— BEGIN Given records —

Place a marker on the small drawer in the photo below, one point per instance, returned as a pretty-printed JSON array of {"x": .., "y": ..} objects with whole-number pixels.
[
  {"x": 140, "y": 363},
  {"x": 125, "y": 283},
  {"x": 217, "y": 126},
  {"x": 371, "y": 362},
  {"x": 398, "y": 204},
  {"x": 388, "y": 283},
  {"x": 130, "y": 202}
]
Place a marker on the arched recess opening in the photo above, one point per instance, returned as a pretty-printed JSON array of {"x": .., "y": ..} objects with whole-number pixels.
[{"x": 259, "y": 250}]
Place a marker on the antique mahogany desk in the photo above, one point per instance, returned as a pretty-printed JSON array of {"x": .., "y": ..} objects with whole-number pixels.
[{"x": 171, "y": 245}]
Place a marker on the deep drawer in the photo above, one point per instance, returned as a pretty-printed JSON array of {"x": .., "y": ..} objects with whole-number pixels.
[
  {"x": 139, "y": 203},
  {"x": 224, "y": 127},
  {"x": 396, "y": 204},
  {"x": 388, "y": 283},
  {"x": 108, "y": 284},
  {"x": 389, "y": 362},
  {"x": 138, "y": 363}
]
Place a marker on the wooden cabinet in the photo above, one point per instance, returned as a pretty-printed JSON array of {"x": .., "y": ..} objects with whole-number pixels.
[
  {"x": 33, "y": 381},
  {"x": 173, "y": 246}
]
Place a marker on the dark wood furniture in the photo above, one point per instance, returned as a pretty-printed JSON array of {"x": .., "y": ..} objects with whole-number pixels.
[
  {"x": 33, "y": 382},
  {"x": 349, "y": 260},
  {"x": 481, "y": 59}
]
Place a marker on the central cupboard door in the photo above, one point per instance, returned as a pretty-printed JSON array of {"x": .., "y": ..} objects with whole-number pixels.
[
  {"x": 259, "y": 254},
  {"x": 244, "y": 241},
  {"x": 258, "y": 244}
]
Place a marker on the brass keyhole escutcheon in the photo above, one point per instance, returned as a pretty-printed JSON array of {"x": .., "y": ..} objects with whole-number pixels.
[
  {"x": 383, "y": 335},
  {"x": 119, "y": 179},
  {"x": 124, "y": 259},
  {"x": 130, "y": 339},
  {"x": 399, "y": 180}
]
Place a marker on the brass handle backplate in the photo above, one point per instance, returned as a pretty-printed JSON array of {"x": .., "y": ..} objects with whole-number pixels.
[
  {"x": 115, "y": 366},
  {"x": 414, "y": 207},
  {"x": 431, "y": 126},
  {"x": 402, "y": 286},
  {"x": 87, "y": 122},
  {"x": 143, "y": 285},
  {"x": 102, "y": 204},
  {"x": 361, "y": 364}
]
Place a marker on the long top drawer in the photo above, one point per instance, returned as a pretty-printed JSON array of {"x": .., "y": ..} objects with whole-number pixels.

— END Given records —

* Written instruction:
Each line in the material above must be retyped without alteration.

* Output of the exercise:
Place a marker on the small drawer in the photo below, one point per instance, returned as a pretty-printed JSON array of {"x": .., "y": ..} objects with whole-number pixels.
[
  {"x": 140, "y": 363},
  {"x": 125, "y": 283},
  {"x": 217, "y": 126},
  {"x": 371, "y": 362},
  {"x": 398, "y": 204},
  {"x": 388, "y": 283},
  {"x": 130, "y": 202}
]
Place a marker on the arched recess opening in the photo above, one point per instance, returned as a pretty-printed JSON array of {"x": .., "y": ..} objects with whole-number pixels.
[{"x": 259, "y": 250}]
Place a marker on the antique mahogany desk in the photo above, one point per instance, returned as a pretty-printed JSON array of {"x": .., "y": ..} objects with whole-number pixels.
[{"x": 171, "y": 245}]
Place a marker on the deep drawer in the photo above, one point per instance, returned as a pretty-printed JSON array of {"x": .., "y": ..} objects with whole-number pixels.
[
  {"x": 139, "y": 203},
  {"x": 224, "y": 127},
  {"x": 396, "y": 204},
  {"x": 388, "y": 283},
  {"x": 108, "y": 284},
  {"x": 389, "y": 362},
  {"x": 138, "y": 363}
]
Place a marker on the wooden cabinet in the photo above, one point per instance, returned as a pretty-printed JSON array of {"x": .., "y": ..} objects with whole-number pixels.
[
  {"x": 33, "y": 381},
  {"x": 173, "y": 246}
]
Place a marker on the dark wood furniture in the photo above, one point per instance, returned as a pretty-printed JSON array of {"x": .., "y": ..} objects with whole-number pixels.
[
  {"x": 33, "y": 382},
  {"x": 349, "y": 260},
  {"x": 481, "y": 59}
]
Place a marker on the central cupboard door in the photo above, one point per instance, returned as a pretty-printed JSON array of {"x": .., "y": ..} objects with whole-number pixels.
[
  {"x": 259, "y": 254},
  {"x": 244, "y": 241},
  {"x": 258, "y": 244}
]
Place a marker on the brass keyhole escutcheon in the photo above, one point per instance, returned as a pretty-printed JSON array of {"x": .., "y": ..} objects with whole-number pixels.
[
  {"x": 383, "y": 335},
  {"x": 119, "y": 179},
  {"x": 124, "y": 259},
  {"x": 130, "y": 339},
  {"x": 399, "y": 180}
]
Place a marker on the brass handle backplate in the photo above, one point per instance, returned as a pretty-printed JSON array of {"x": .., "y": ..} objects with whole-number pixels.
[
  {"x": 115, "y": 366},
  {"x": 414, "y": 207},
  {"x": 431, "y": 126},
  {"x": 402, "y": 286},
  {"x": 87, "y": 122},
  {"x": 143, "y": 285},
  {"x": 102, "y": 204},
  {"x": 361, "y": 364}
]
Place a marker on the long top drawer in the photo above, one point per instance, returned as a pretty-printed JSON array of {"x": .., "y": ..} objects with whole-number pixels.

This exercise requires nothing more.